## TASK GOAL
Beginning at the line containing "If you could pick out the wooden floor", output every line to the end of the data below exactly as it appears.

-------- ITEMS --------

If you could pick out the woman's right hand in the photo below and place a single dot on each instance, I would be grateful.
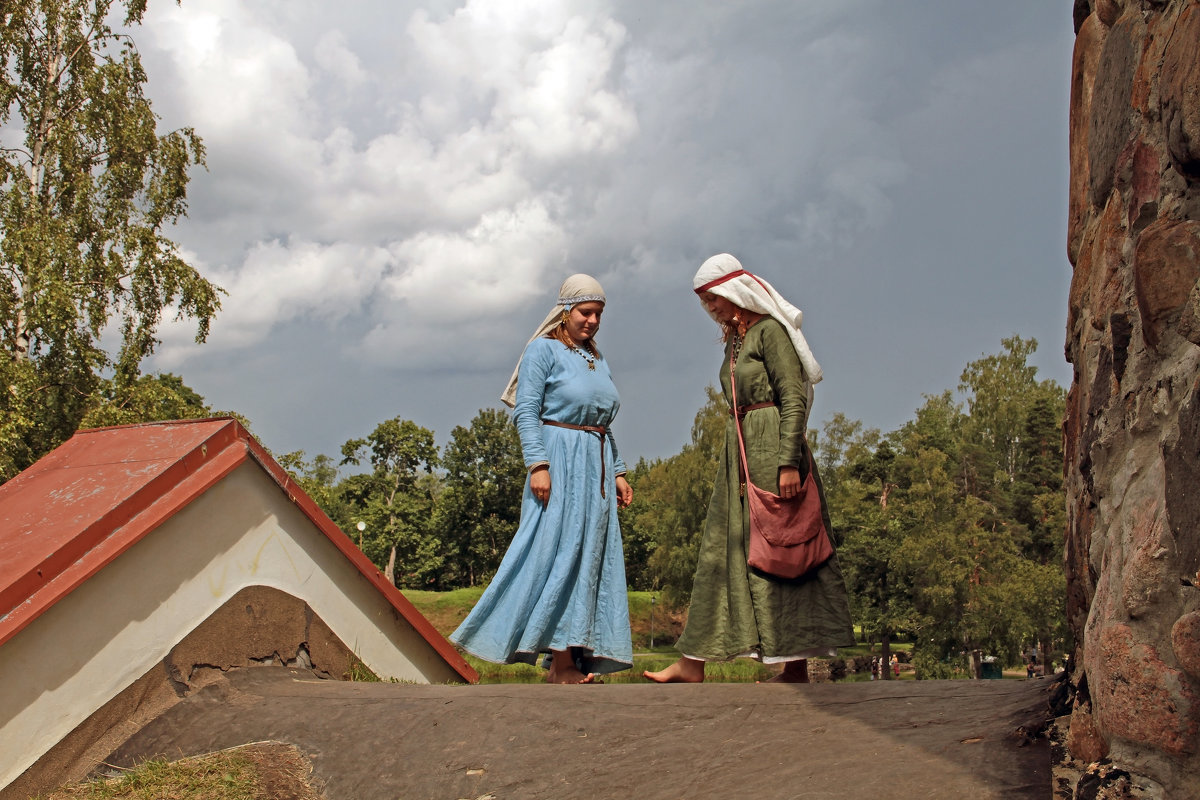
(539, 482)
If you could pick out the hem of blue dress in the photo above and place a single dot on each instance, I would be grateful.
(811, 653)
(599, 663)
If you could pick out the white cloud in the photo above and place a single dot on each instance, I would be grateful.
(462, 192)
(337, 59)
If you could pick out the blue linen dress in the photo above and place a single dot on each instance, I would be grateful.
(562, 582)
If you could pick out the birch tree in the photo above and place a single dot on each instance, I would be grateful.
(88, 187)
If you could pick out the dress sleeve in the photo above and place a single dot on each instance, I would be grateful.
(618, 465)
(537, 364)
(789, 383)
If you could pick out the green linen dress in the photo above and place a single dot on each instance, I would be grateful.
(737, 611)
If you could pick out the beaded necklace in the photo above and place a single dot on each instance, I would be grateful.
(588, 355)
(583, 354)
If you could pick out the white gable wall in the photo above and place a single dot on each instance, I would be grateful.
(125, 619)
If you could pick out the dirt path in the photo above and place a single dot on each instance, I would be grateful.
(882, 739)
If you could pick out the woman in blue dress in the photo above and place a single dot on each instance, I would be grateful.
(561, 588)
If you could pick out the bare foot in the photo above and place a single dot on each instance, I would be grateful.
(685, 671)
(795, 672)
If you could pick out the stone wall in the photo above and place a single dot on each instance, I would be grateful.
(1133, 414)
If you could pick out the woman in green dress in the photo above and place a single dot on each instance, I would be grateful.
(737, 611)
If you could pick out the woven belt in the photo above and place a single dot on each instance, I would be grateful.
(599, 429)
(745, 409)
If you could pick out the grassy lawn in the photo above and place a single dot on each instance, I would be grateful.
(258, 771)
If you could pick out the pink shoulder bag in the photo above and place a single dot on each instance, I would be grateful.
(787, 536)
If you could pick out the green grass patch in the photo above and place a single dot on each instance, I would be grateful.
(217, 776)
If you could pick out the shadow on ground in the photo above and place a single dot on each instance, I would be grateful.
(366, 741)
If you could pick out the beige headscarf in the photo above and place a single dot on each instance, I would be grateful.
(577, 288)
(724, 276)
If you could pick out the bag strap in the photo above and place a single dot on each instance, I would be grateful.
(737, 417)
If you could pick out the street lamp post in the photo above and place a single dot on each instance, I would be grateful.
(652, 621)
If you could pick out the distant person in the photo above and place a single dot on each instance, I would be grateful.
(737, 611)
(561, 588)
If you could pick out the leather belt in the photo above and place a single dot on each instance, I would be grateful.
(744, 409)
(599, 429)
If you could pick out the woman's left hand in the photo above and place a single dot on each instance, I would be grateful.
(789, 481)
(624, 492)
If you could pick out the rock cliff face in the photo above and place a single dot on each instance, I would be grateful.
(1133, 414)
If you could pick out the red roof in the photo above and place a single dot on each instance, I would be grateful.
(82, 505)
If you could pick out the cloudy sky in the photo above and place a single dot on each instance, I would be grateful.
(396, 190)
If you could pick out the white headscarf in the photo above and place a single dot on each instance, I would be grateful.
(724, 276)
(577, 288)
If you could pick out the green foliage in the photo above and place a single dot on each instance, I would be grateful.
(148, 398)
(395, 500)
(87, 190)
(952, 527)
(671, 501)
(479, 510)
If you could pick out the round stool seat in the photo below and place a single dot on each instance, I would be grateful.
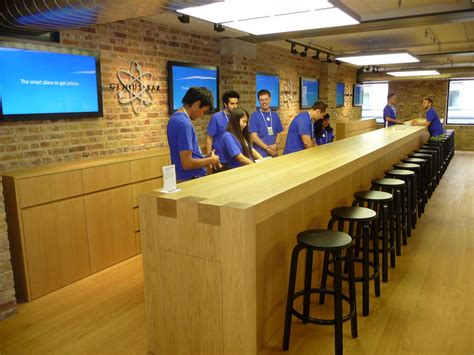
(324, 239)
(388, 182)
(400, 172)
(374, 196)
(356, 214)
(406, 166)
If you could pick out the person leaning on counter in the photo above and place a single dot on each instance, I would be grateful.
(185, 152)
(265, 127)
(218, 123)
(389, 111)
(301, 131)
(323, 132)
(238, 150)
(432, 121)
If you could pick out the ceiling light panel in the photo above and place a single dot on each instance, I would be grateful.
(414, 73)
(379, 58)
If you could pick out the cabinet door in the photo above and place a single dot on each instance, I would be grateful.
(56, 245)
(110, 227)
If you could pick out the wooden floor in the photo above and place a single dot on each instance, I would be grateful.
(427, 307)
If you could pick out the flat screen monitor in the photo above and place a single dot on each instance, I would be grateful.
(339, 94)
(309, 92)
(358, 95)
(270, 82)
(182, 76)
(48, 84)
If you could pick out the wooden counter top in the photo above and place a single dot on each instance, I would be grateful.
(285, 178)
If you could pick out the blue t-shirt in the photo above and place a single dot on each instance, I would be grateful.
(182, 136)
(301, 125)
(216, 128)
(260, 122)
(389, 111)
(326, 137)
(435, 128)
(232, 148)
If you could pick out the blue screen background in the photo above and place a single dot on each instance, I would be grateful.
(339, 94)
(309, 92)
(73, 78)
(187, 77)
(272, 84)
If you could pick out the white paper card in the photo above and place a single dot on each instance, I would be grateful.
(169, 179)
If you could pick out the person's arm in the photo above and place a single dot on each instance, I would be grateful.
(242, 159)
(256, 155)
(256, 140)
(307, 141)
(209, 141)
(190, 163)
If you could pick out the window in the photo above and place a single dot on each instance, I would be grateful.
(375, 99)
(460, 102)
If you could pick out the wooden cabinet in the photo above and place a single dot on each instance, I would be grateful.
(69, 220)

--------

## SOLUTION
If you could pick out the wooden floor in the photo above and place a single dot on each instance, I would be grateful.
(427, 307)
If you could pick out the flat screen monitor in the photo above and place a single dot on each instance, I would be grateful.
(339, 94)
(309, 92)
(358, 95)
(270, 82)
(182, 76)
(48, 84)
If you could pick out the wooden counter top in the photo above and place a single dot on each instance, I would be grateful.
(285, 178)
If you could pick out the blue t-shirt in the photo above and place a single dot on each instance, I would be grateful.
(182, 136)
(301, 125)
(216, 128)
(260, 122)
(389, 111)
(326, 137)
(435, 128)
(232, 148)
If you could pick out the blue screen background in the photo above and place a single dot on each instance, I would be grateful.
(339, 94)
(309, 92)
(73, 78)
(187, 77)
(272, 84)
If you could pick out the white paper card in the photo above and place a single dot on each instance, I would be grateful.
(169, 179)
If you could pick out the person's arm in the photo above and place a single dot on each instance, I would be grateful.
(242, 159)
(256, 155)
(256, 140)
(307, 141)
(209, 141)
(190, 163)
If you could pick out the window in the photo above and place a single dot on each instance, I would be grateful.
(375, 99)
(460, 102)
If you could pick out the wooden cabinet in the photo above and place a single dot on each instance, I would be grateful.
(69, 220)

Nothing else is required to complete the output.